[Gespeicherte Daten]
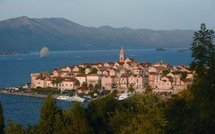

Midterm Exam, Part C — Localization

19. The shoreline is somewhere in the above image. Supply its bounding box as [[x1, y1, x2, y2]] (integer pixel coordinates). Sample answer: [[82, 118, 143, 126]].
[[0, 90, 50, 98]]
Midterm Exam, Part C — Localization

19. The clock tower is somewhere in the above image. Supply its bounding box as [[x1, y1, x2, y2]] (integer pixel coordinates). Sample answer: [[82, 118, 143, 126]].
[[119, 47, 125, 62]]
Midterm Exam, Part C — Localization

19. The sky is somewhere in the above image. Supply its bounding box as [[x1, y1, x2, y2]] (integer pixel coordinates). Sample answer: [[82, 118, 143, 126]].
[[0, 0, 215, 30]]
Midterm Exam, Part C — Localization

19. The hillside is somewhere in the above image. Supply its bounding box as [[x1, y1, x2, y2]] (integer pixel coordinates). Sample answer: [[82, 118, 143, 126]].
[[0, 16, 194, 51]]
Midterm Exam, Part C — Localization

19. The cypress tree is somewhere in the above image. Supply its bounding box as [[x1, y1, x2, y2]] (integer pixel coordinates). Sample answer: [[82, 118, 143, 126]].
[[0, 102, 4, 134], [38, 94, 59, 134]]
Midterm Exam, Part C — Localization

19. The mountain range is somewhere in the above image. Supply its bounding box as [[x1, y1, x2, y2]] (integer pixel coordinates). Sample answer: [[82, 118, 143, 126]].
[[0, 16, 194, 51]]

§ AUFGABENSTELLUNG: Gib alle obigen Einträge bitte als Markdown-Tabelle mit den Spalten „Nummer“ und „Zeileninhalt“ wieder, jede nichtleere Zeile fortlaufend nummeriert in einer eigenen Tabellenzeile und ohne Leerzeilen. Die Bilder lässt du in der Antwort weg.

§ VOLLSTÄNDIGE ANTWORT:
| Nummer | Zeileninhalt |
|---|---|
| 1 | Midterm Exam, Part C — Localization |
| 2 | 19. The shoreline is somewhere in the above image. Supply its bounding box as [[x1, y1, x2, y2]] (integer pixel coordinates). Sample answer: [[82, 118, 143, 126]]. |
| 3 | [[0, 90, 50, 98]] |
| 4 | Midterm Exam, Part C — Localization |
| 5 | 19. The clock tower is somewhere in the above image. Supply its bounding box as [[x1, y1, x2, y2]] (integer pixel coordinates). Sample answer: [[82, 118, 143, 126]]. |
| 6 | [[119, 47, 125, 62]] |
| 7 | Midterm Exam, Part C — Localization |
| 8 | 19. The sky is somewhere in the above image. Supply its bounding box as [[x1, y1, x2, y2]] (integer pixel coordinates). Sample answer: [[82, 118, 143, 126]]. |
| 9 | [[0, 0, 215, 30]] |
| 10 | Midterm Exam, Part C — Localization |
| 11 | 19. The hillside is somewhere in the above image. Supply its bounding box as [[x1, y1, x2, y2]] (integer pixel coordinates). Sample answer: [[82, 118, 143, 126]]. |
| 12 | [[0, 16, 194, 51]] |
| 13 | Midterm Exam, Part C — Localization |
| 14 | 19. The cypress tree is somewhere in the above image. Supply its bounding box as [[x1, y1, x2, y2]] (integer pixel coordinates). Sample answer: [[82, 118, 143, 126]]. |
| 15 | [[0, 102, 4, 134], [38, 94, 59, 134]] |
| 16 | Midterm Exam, Part C — Localization |
| 17 | 19. The mountain range is somewhere in the above image. Supply its bounding box as [[x1, y1, x2, y2]] (integer pixel coordinates). Sample answer: [[82, 118, 143, 126]]. |
| 18 | [[0, 16, 194, 51]] |